1
votes

I am reading tutorial for mapreduce with combiners http://www.tutorialspoint.com/map_reduce/map_reduce_combiners.htm

The reducer receives the following input from combiner

<What,1,1,1> <do,1,1> <you,1,1> <mean,1> <by,1> <Object,1>
<know,1> <about,1> <Java,1,1,1>
<is,1> <Virtual,1> <Machine,1>
<How,1> <enabled,1> <High,1> <Performance,1>

My doubt is what if I skip the combiner and allow mapper to pass the output to the reducer without performing any grouping operation ( without using combiner ) and allow it to pass through shuffle and sort phase .

what input will the reducer receive after mapper phase is over and after going through shuffling and sorting phase ?

Can I check what input is received for reducer ?

1

1 Answers

0
votes

I would say that the output your looking at from that tutorial is perhaps a bit wrong. Since it's reusing the code from the reducer as the combine stage the output from the combiner would actually look like:

<What,3> <do,2> <you,2> <mean,1> <by,1> <Object,1>
<know,1> <about,1> <Java,3>
<is,1> <Virtual,1> <Machine,1>
<How,1> <enabled,1> <High,1> <Performance,1>

In this example, you can absolutely not use the combine and the final result will be the same. In a scenario where you have multiple mappers and reducers, the combine would just be doing some local aggregation on the output from the mappers, with the reduce doing the final aggregation.

If you run without the combine, you are still going to get key based groupings at the reduce stage. The combine will just be doing some local aggregation for you on the map output.

The input to the reduce will just be the output written by the mapper, but grouped by key.
------------------------
Requirement 1
Quote, word for word, the part of the MapReduce thread that opens with the words containing "<What,1,1,1> <do,1,1> <you,1,1>" and closes with "for reducer ?".
The entries that follow the MapReduce thread bear no relation to it.
------------------------
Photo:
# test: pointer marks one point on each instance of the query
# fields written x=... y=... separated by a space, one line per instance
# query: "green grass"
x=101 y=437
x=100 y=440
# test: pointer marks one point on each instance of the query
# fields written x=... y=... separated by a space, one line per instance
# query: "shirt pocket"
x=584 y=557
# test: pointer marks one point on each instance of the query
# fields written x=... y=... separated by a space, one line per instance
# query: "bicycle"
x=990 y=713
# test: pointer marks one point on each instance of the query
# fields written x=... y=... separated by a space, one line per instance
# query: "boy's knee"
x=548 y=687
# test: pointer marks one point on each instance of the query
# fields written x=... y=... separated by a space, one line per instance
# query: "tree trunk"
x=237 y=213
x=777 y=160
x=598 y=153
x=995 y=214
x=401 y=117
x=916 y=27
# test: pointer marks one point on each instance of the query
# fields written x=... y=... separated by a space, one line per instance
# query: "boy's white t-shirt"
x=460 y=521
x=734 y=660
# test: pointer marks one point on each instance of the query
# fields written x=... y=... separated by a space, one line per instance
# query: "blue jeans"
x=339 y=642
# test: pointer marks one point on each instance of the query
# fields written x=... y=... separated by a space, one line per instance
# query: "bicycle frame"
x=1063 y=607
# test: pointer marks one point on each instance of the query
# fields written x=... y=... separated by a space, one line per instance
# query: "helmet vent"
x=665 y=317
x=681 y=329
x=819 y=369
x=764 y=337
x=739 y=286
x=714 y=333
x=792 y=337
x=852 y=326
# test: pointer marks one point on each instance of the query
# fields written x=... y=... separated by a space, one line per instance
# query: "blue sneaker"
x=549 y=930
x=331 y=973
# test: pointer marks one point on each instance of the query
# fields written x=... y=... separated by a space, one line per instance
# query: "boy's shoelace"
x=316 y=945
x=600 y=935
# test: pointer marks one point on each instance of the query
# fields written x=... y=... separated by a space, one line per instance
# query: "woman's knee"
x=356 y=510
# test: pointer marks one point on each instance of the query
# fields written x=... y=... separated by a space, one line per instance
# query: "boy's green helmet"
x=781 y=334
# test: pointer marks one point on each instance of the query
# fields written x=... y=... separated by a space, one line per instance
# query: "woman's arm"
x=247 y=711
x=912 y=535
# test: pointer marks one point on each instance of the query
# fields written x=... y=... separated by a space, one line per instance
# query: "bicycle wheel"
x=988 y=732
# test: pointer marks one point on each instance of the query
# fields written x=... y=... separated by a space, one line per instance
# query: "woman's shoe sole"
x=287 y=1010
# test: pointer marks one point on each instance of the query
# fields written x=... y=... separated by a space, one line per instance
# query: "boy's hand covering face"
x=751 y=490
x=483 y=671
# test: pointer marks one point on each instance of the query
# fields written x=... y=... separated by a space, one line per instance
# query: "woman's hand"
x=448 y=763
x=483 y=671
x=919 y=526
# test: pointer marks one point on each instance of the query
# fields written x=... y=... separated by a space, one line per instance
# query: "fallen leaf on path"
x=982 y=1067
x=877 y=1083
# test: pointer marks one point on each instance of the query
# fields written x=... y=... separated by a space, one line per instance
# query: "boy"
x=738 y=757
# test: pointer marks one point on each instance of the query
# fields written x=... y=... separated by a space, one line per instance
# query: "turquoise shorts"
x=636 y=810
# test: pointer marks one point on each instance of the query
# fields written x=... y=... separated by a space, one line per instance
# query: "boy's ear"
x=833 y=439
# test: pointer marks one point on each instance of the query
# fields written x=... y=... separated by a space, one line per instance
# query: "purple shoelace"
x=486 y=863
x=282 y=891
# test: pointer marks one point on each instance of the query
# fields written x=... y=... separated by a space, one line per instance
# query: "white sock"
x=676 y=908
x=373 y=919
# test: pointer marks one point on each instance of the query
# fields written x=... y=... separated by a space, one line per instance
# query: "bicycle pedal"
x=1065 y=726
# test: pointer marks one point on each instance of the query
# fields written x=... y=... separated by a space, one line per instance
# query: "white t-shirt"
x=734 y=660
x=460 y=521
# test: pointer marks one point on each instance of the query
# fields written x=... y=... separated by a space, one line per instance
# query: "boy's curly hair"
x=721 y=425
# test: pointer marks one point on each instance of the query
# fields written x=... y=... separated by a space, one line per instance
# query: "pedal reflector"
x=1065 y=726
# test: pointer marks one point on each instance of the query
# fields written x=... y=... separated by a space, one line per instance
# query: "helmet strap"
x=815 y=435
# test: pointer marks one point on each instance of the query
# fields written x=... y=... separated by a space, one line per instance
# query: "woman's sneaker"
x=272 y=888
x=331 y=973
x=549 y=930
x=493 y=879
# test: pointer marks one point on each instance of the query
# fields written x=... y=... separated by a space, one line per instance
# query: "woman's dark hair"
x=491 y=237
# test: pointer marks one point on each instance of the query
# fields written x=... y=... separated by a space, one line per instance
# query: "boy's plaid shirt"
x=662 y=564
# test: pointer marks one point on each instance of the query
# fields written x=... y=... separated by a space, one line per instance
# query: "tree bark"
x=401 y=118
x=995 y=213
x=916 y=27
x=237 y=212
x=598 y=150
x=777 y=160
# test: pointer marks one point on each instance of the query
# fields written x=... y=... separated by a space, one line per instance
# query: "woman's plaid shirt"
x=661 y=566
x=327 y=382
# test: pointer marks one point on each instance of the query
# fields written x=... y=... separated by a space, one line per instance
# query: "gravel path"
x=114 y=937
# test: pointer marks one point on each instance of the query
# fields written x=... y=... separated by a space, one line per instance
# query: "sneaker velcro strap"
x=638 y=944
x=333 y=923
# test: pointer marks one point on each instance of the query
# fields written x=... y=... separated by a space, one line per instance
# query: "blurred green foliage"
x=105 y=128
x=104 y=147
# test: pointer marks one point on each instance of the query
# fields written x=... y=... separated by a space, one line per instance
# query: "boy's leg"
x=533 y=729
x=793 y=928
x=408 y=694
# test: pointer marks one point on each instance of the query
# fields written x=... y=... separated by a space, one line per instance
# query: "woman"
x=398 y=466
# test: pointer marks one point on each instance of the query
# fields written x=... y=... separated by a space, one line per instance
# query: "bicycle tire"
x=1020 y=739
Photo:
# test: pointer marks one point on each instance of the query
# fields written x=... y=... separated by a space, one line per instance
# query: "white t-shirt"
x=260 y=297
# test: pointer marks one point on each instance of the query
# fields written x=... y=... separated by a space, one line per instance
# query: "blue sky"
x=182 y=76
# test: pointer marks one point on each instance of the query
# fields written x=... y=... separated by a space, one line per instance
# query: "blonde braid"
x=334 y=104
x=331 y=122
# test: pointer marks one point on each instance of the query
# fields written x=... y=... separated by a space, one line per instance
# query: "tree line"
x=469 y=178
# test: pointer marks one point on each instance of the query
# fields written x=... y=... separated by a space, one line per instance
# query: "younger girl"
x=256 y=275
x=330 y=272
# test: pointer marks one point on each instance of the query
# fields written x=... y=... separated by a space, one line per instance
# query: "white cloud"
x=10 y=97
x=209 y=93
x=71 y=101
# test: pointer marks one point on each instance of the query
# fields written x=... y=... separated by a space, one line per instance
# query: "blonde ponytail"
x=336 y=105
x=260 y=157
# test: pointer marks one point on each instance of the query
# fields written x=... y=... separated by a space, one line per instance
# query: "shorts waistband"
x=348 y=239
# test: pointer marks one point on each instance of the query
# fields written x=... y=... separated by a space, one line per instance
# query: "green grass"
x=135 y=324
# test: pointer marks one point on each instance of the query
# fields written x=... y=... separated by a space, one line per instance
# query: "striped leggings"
------------------------
Requirement 2
Pick out every line of the entries that contains the string "green", treating uppercase and lowercase as distinct.

Written reply 1
<What,1,1,1> <do,1,1> <you,1,1> <mean,1> <by,1> <Object,1>
<know,1> <about,1> <Java,1,1,1>
<is,1> <Virtual,1> <Machine,1>
<How,1> <enabled,1> <High,1> <Performance,1>

My doubt is what if I skip the combiner and allow mapper to pass the output to the reducer without performing any grouping operation ( without using combiner ) and allow it to pass through shuffle and sort phase .

what input will the reducer receive after mapper phase is over and after going through shuffling and sorting phase ?

Can I check what input is received for reducer ?

Written reply 2
# query: "green grass"
# query: "boy's green helmet"
# query: "blurred green foliage"
# query: "green grass"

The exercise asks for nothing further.